====== Data shown ======

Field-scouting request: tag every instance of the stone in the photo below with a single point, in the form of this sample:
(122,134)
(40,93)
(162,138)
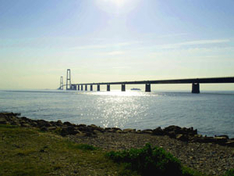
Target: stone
(147,131)
(230,143)
(182,137)
(3,120)
(158,131)
(129,130)
(69,130)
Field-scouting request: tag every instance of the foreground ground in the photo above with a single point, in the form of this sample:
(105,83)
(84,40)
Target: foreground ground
(27,150)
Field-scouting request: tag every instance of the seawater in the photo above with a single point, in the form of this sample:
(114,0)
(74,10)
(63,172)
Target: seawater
(212,113)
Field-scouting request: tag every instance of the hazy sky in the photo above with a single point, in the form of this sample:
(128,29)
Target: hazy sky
(114,40)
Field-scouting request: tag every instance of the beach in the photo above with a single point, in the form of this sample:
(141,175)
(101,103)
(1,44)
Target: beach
(209,155)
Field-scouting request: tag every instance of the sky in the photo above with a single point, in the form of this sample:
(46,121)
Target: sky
(115,40)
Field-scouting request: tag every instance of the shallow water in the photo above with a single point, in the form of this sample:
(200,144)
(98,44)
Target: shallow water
(212,113)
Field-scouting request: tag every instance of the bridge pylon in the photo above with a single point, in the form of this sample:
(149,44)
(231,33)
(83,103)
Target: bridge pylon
(61,83)
(68,83)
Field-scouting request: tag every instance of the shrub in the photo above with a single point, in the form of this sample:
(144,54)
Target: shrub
(148,161)
(230,173)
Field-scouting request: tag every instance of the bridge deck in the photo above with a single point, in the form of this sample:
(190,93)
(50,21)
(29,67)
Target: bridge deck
(171,81)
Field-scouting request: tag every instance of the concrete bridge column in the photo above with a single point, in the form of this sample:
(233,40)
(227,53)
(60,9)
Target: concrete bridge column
(108,87)
(147,87)
(123,87)
(195,88)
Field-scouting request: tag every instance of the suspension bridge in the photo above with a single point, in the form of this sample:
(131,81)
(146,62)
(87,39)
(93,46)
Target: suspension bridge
(195,82)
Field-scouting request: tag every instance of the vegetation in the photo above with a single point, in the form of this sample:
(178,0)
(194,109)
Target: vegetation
(28,151)
(230,173)
(149,161)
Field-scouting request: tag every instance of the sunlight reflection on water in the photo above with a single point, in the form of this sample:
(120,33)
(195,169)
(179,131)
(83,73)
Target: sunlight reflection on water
(209,113)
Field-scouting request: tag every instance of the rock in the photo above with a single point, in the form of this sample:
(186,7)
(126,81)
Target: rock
(158,131)
(230,143)
(3,120)
(67,124)
(69,130)
(43,123)
(182,137)
(25,124)
(220,140)
(147,131)
(129,130)
(223,136)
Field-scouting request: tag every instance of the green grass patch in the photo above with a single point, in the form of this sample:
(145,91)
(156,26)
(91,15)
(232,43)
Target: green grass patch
(230,173)
(28,151)
(150,161)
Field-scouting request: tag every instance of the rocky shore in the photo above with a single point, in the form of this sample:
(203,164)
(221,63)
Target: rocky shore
(210,155)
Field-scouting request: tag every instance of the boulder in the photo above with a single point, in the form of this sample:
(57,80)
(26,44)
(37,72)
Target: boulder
(158,131)
(182,137)
(69,130)
(129,130)
(147,131)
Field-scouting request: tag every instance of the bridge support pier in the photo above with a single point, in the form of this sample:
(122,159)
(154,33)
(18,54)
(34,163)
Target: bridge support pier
(195,88)
(147,87)
(123,87)
(74,87)
(108,87)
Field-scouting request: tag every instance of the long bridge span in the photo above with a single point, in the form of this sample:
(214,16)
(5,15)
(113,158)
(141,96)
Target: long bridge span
(195,82)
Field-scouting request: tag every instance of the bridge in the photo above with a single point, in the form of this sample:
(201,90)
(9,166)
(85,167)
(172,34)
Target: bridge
(194,81)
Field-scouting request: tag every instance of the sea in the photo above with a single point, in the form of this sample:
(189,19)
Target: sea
(211,113)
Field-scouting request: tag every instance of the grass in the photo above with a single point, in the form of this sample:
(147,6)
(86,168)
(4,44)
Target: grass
(150,161)
(31,152)
(28,151)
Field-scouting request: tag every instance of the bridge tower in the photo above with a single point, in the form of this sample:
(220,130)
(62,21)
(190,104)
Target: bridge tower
(68,83)
(61,83)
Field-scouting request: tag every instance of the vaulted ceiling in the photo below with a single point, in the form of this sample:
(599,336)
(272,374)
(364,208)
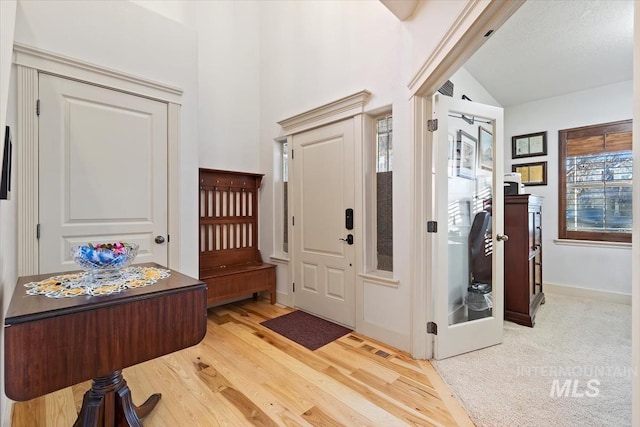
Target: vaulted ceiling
(548,48)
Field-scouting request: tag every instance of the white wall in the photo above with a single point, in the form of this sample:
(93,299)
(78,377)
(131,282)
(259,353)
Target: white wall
(7,207)
(228,107)
(312,53)
(129,38)
(594,267)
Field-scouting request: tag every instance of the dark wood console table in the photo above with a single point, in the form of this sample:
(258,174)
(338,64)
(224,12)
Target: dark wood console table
(53,343)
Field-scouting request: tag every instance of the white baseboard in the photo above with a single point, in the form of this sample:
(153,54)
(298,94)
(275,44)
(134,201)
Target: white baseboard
(587,293)
(458,315)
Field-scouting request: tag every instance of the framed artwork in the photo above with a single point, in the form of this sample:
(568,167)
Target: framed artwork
(466,155)
(532,173)
(5,179)
(533,144)
(485,149)
(451,154)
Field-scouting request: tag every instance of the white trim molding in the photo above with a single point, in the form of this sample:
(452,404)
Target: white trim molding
(27,171)
(471,28)
(54,63)
(343,108)
(29,63)
(173,185)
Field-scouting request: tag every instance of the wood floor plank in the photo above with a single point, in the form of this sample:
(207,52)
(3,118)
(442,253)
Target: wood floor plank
(243,374)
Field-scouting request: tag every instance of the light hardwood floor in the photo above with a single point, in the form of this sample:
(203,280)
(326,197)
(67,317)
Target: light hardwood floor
(243,374)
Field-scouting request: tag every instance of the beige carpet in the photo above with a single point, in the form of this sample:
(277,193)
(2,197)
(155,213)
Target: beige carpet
(572,369)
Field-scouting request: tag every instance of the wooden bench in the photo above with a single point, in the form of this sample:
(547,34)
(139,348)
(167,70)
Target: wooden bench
(230,262)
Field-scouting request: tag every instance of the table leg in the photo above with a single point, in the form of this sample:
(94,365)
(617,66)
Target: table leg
(109,403)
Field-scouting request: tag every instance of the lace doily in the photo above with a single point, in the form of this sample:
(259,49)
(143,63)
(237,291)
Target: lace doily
(72,285)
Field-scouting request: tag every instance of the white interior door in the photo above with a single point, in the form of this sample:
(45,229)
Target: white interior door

======

Task statement =>
Convert every line of the items above into a Markdown table with the columns "Row" and "Text", where "Row" holds a running number and "Text" holds the line. Skip blank lines and omit the pictures.

Solution for this problem =>
| Row | Text |
|---|---|
| 1 | Field-scouting request: tag every instance of the stone in the photo below with a single point, in the form of this sample: |
| 2 | (122,134) |
| 3 | (40,93) |
| 4 | (162,138) |
| 5 | Target: stone |
| 6 | (147,131) |
| 7 | (230,143) |
| 8 | (182,137) |
| 9 | (3,120) |
| 10 | (158,131) |
| 11 | (129,130) |
| 12 | (69,130) |
| 13 | Field-scouting request: tag every instance of the foreground ground in the photo above with a single point, in the form of this sample: |
| 14 | (105,83) |
| 15 | (84,40) |
| 16 | Target: foreground ground |
| 17 | (27,150) |
| 18 | Field-scouting request: tag every instance of the seawater in the photo above with a single point, in the form of this sample: |
| 19 | (114,0) |
| 20 | (74,10) |
| 21 | (63,172) |
| 22 | Target: seawater |
| 23 | (212,113) |
| 24 | Field-scouting request: tag every instance of the hazy sky in the photo above with a single point, in the form of this sample: |
| 25 | (128,29) |
| 26 | Target: hazy sky |
| 27 | (114,40) |
| 28 | Field-scouting request: tag every instance of the beach in the photo above with a single point, in the form of this sample: |
| 29 | (141,175) |
| 30 | (101,103) |
| 31 | (1,44) |
| 32 | Target: beach |
| 33 | (209,155) |
| 34 | Field-scouting request: tag every instance of the sky in the photo above with a single point, in the form of this sample: |
| 35 | (46,121) |
| 36 | Target: sky |
| 37 | (115,40) |
| 38 | Field-scouting request: tag every instance of the shallow water in the photo above with a single point, in the form of this sample: |
| 39 | (200,144) |
| 40 | (98,44) |
| 41 | Target: shallow water |
| 42 | (212,113) |
| 43 | Field-scouting request: tag every instance of the bridge pylon in the photo above with a single point, in the form of this sample: |
| 44 | (149,44) |
| 45 | (231,33) |
| 46 | (83,103) |
| 47 | Target: bridge pylon |
| 48 | (61,83) |
| 49 | (68,83) |
| 50 | Field-scouting request: tag every instance of the shrub in the photo above with a single point, in the form of this sample: |
| 51 | (144,54) |
| 52 | Target: shrub |
| 53 | (148,161) |
| 54 | (230,173) |
| 55 | Field-scouting request: tag every instance of the bridge deck in the photo above with a single point, in the form of this sample: |
| 56 | (190,93) |
| 57 | (50,21) |
| 58 | (29,67) |
| 59 | Target: bridge deck |
| 60 | (171,81) |
| 61 | Field-scouting request: tag every instance of the concrete bridge column in the photo above with a single point, in the form of this sample: |
| 62 | (233,40) |
| 63 | (227,53) |
| 64 | (60,9) |
| 65 | Target: concrete bridge column |
| 66 | (108,87) |
| 67 | (147,87) |
| 68 | (123,87) |
| 69 | (195,88) |
| 70 | Field-scouting request: tag every instance of the suspension bridge in the photo above with a single point, in the form of this sample: |
| 71 | (131,81) |
| 72 | (146,62) |
| 73 | (87,39) |
| 74 | (93,46) |
| 75 | Target: suspension bridge |
| 76 | (195,82) |
| 77 | Field-scouting request: tag every instance of the vegetation in the photo above with a single point, in the form of this sample: |
| 78 | (178,0) |
| 79 | (194,109) |
| 80 | Target: vegetation |
| 81 | (28,151) |
| 82 | (230,173) |
| 83 | (149,161) |
| 84 | Field-scouting request: tag every instance of the sunlight reflection on water in the photo above with a single point, in the form of this sample: |
| 85 | (120,33) |
| 86 | (195,169) |
| 87 | (179,131) |
| 88 | (83,73) |
| 89 | Target: sunlight reflection on water |
| 90 | (209,113) |
| 91 | Field-scouting request: tag every instance of the rock in the photo above with a single point, in the form of this sample: |
| 92 | (186,7) |
| 93 | (126,81) |
| 94 | Target: rock |
| 95 | (158,131) |
| 96 | (230,143) |
| 97 | (3,120) |
| 98 | (67,124) |
| 99 | (69,130) |
| 100 | (43,123) |
| 101 | (182,137) |
| 102 | (25,124) |
| 103 | (220,140) |
| 104 | (147,131) |
| 105 | (129,130) |
| 106 | (223,136) |
| 107 | Field-scouting request: tag every instance of the green grass patch in the photo above with a single point, in the form of this sample: |
| 108 | (145,91) |
| 109 | (156,26) |
| 110 | (91,15) |
| 111 | (232,43) |
| 112 | Target: green grass patch |
| 113 | (230,173) |
| 114 | (28,151) |
| 115 | (150,161) |
| 116 | Field-scouting request: tag every instance of the rocky shore in the photo above with a single point, in the form of this sample: |
| 117 | (203,164) |
| 118 | (221,63) |
| 119 | Target: rocky shore |
| 120 | (210,155) |
| 121 | Field-scouting request: tag every instance of the boulder in the photo above with a single point, in the form of this sample: |
| 122 | (57,80) |
| 123 | (26,44) |
| 124 | (37,72) |
| 125 | Target: boulder |
| 126 | (158,131) |
| 127 | (182,137) |
| 128 | (69,130) |
| 129 | (129,130) |
| 130 | (147,131) |
| 131 | Field-scouting request: tag every instance of the bridge support pier in the photo above with a single point, in the form of this sample: |
| 132 | (122,159) |
| 133 | (154,33) |
| 134 | (18,54) |
| 135 | (34,163) |
| 136 | Target: bridge support pier |
| 137 | (195,88) |
| 138 | (147,87) |
| 139 | (123,87) |
| 140 | (74,87) |
| 141 | (108,87) |
| 142 | Field-scouting request: tag every instance of the long bridge span in the photo above with a single point, in the form of this sample: |
| 143 | (214,16) |
| 144 | (5,15) |
| 145 | (113,158) |
| 146 | (141,96) |
| 147 | Target: long bridge span |
| 148 | (195,82) |
| 149 | Field-scouting request: tag every instance of the bridge in the photo above with a single point, in the form of this sample: |
| 150 | (201,90) |
| 151 | (9,166) |
| 152 | (85,167) |
| 153 | (172,34) |
| 154 | Target: bridge |
| 155 | (194,81) |
| 156 | Field-scouting request: tag every instance of the sea in the photo above with a single point, in the form of this sample: |
| 157 | (189,19) |
| 158 | Target: sea |
| 159 | (211,113) |
| 160 | Field-scouting request: tag every instance of the grass in the photo above with a single point, in the form of this sample: |
| 161 | (147,6) |
| 162 | (86,168) |
| 163 | (4,44) |
| 164 | Target: grass |
| 165 | (150,161) |
| 166 | (31,152) |
| 167 | (28,151) |
| 168 | Field-scouting request: tag every instance of the bridge tower in the photo above with a single point, in the form of this sample: |
| 169 | (220,130) |
| 170 | (62,21) |
| 171 | (190,104) |
| 172 | Target: bridge tower |
| 173 | (68,83) |
| 174 | (61,83) |
| 175 | Field-scouting request: tag every instance of the vaulted ceiling in the photo below with a single point, in the form of this sample: |
| 176 | (599,336) |
| 177 | (272,374) |
| 178 | (364,208) |
| 179 | Target: vaulted ceiling |
| 180 | (548,48) |
| 181 | Field-scouting request: tag every instance of the white wall in the photo above with a single point, in the form of this sample: |
| 182 | (93,299) |
| 183 | (78,377) |
| 184 | (131,282) |
| 185 | (259,353) |
| 186 | Target: white wall |
| 187 | (7,207) |
| 188 | (228,107) |
| 189 | (312,53) |
| 190 | (129,38) |
| 191 | (594,267) |
| 192 | Field-scouting request: tag every instance of the dark wood console table in the photo above with a single point, in the form of this sample: |
| 193 | (258,174) |
| 194 | (338,64) |
| 195 | (224,12) |
| 196 | Target: dark wood console table |
| 197 | (53,343) |
| 198 | Field-scouting request: tag every instance of the white baseboard in the photo above with a single point, in the form of this sample: |
| 199 | (153,54) |
| 200 | (298,94) |
| 201 | (275,44) |
| 202 | (134,201) |
| 203 | Target: white baseboard |
| 204 | (587,293) |
| 205 | (458,315) |
| 206 | Field-scouting request: tag every instance of the framed artwork in the photo above with a single point, in the form of this sample: |
| 207 | (568,167) |
| 208 | Target: framed artwork |
| 209 | (466,155) |
| 210 | (532,173) |
| 211 | (5,179) |
| 212 | (533,144) |
| 213 | (485,149) |
| 214 | (451,154) |
| 215 | Field-scouting request: tag every instance of the white trim molding in the photo above with a single point, in the form of this sample: |
| 216 | (452,404) |
| 217 | Target: white trim molding |
| 218 | (27,171) |
| 219 | (471,28) |
| 220 | (54,63) |
| 221 | (343,108) |
| 222 | (29,63) |
| 223 | (173,185) |
| 224 | Field-scouting request: tag every instance of the wood floor plank in the photo above with a single point, in the form of this sample: |
| 225 | (207,52) |
| 226 | (3,118) |
| 227 | (442,253) |
| 228 | Target: wood floor plank |
| 229 | (243,374) |
| 230 | Field-scouting request: tag every instance of the light hardwood floor in the photo above with a single point, in the form of this sample: |
| 231 | (203,280) |
| 232 | (326,197) |
| 233 | (67,317) |
| 234 | Target: light hardwood floor |
| 235 | (243,374) |
| 236 | Field-scouting request: tag every instance of the beige carpet in the photo above with a single point, in the form of this sample: |
| 237 | (277,193) |
| 238 | (2,197) |
| 239 | (155,213) |
| 240 | Target: beige carpet |
| 241 | (572,369) |
| 242 | Field-scouting request: tag every instance of the wooden bench in the photo above with a single point, in the form of this sample: |
| 243 | (547,34) |
| 244 | (139,348) |
| 245 | (167,70) |
| 246 | Target: wooden bench |
| 247 | (230,262) |
| 248 | Field-scouting request: tag every instance of the table leg in the photo above with a single point, in the form of this sample: |
| 249 | (94,365) |
| 250 | (617,66) |
| 251 | Target: table leg |
| 252 | (109,403) |
| 253 | Field-scouting request: tag every instance of the lace doily in the photo above with a single point, in the form of this sample: |
| 254 | (259,49) |
| 255 | (143,63) |
| 256 | (237,291) |
| 257 | Target: lace doily |
| 258 | (72,285) |
| 259 | Field-scouting request: tag every instance of the white interior door in the photo above with a single point, in the form of this sample: |
| 260 | (45,229) |
| 261 | Target: white interior door |